Those in on the secrets make a killing -- over generations, in the case of the Bush and Rothschild families.



Those in the dark get the shaft -- for generations, in the case of We the People of the United States.

Octafish

(55,745 posts)
4. Giroux's article is a must-read.
Wed Feb 12, 2014, 03:52 PM
Feb 2014
"Nothing will change unless the left and progressives take seriously the subjective underpinnings of oppression in the United States."


The images from the Depression and the one from the Eisenhower years offer a glimpse of where we are heading.

More words for those interested in heading in a better direction:



Via Chris Hedges:

...The goal of wholesale surveillance, as Arendt wrote in “The Origins of Totalitarianism,” is not, in the end, to discover crimes, “but to be on hand when the government decides to arrest a certain category of the population.” And because Americans’ emails, phone conversations, Web searches and geographical movements are recorded and stored in perpetuity in government databases, there will be more than enough “evidence” to seize us should the state deem it necessary. This information waits like a deadly virus inside government vaults to be turned against us. It does not matter how trivial or innocent that information is. In totalitarian states, justice, like truth, is irrelevant.

CONTINUED...



Thank you for another outstanding OP, G_j. The people who tried to overthrow FDR in 1933 had kids. And the family fortunes include a lot of profit from slaveholding and mass murder.
-------
- [Exercises]:
• 1. Answer these questions about the forum post:
(a) Which two families does it name as making a killing over generations?
(b) In the Arendt quotation, what is the goal of wholesale surveillance in the end?
(c) In what year does it say people tried to overthrow FDR?
• 2. List every kind of Americans' information that the forum post says is recorded and stored in government databases.
• 3. Copy out the part of the forum post starting at "Those in the" and ending at "we are heading.".
-------
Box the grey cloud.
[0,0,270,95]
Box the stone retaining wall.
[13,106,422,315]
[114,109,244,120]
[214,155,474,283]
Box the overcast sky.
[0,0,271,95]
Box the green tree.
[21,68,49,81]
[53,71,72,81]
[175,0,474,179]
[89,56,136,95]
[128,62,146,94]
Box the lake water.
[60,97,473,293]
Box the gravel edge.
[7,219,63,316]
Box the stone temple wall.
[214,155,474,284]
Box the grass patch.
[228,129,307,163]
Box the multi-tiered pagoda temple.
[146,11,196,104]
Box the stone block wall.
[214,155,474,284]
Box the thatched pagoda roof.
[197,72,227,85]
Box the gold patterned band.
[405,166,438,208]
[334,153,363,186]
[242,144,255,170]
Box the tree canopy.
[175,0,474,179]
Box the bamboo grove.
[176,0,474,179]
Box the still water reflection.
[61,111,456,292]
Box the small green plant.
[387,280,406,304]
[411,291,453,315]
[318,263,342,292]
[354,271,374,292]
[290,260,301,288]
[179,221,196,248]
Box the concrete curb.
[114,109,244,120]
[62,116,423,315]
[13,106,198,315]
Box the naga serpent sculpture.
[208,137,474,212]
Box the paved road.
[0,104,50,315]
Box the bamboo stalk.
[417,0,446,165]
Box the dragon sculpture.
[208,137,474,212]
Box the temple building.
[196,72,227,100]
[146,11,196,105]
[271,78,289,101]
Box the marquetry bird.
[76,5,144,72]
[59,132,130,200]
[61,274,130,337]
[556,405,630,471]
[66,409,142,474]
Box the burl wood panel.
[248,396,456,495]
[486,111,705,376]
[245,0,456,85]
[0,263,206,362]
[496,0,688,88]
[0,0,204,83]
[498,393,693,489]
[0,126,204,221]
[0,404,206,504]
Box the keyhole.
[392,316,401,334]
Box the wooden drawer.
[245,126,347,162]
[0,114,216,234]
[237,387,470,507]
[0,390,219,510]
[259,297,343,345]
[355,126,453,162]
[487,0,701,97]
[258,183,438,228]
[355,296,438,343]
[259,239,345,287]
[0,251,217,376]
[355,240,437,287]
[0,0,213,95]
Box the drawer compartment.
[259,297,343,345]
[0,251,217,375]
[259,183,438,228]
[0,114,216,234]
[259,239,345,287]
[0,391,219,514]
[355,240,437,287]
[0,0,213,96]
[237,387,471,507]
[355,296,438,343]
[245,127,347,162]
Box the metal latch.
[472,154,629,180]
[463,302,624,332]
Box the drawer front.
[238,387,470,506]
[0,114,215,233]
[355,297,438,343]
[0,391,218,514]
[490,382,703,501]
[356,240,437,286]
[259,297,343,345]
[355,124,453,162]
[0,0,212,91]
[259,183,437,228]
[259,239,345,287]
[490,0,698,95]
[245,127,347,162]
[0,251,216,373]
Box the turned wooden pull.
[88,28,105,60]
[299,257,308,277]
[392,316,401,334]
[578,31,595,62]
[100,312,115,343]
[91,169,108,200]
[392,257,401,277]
-------
- [Exercise responses]:
• 1.
(a) The Bush and Rothschild families.
(b) Not to discover crimes, "but to be on hand when the government decides to arrest a certain category of the population."
(c) 1933.

• 2.
- Emails
- Phone conversations
- Web searches
- Geographical movements

• 3.
Those in the dark get the shaft -- for generations, in the case of We the People of the United States.

Octafish

(55,745 posts)
4. Giroux's article is a must-read.
Wed Feb 12, 2014, 03:52 PM
Feb 2014
"Nothing will change unless the left and progressives take seriously the subjective underpinnings of oppression in the United States."


The images from the Depression and the one from the Eisenhower years offer a glimpse of where we are heading.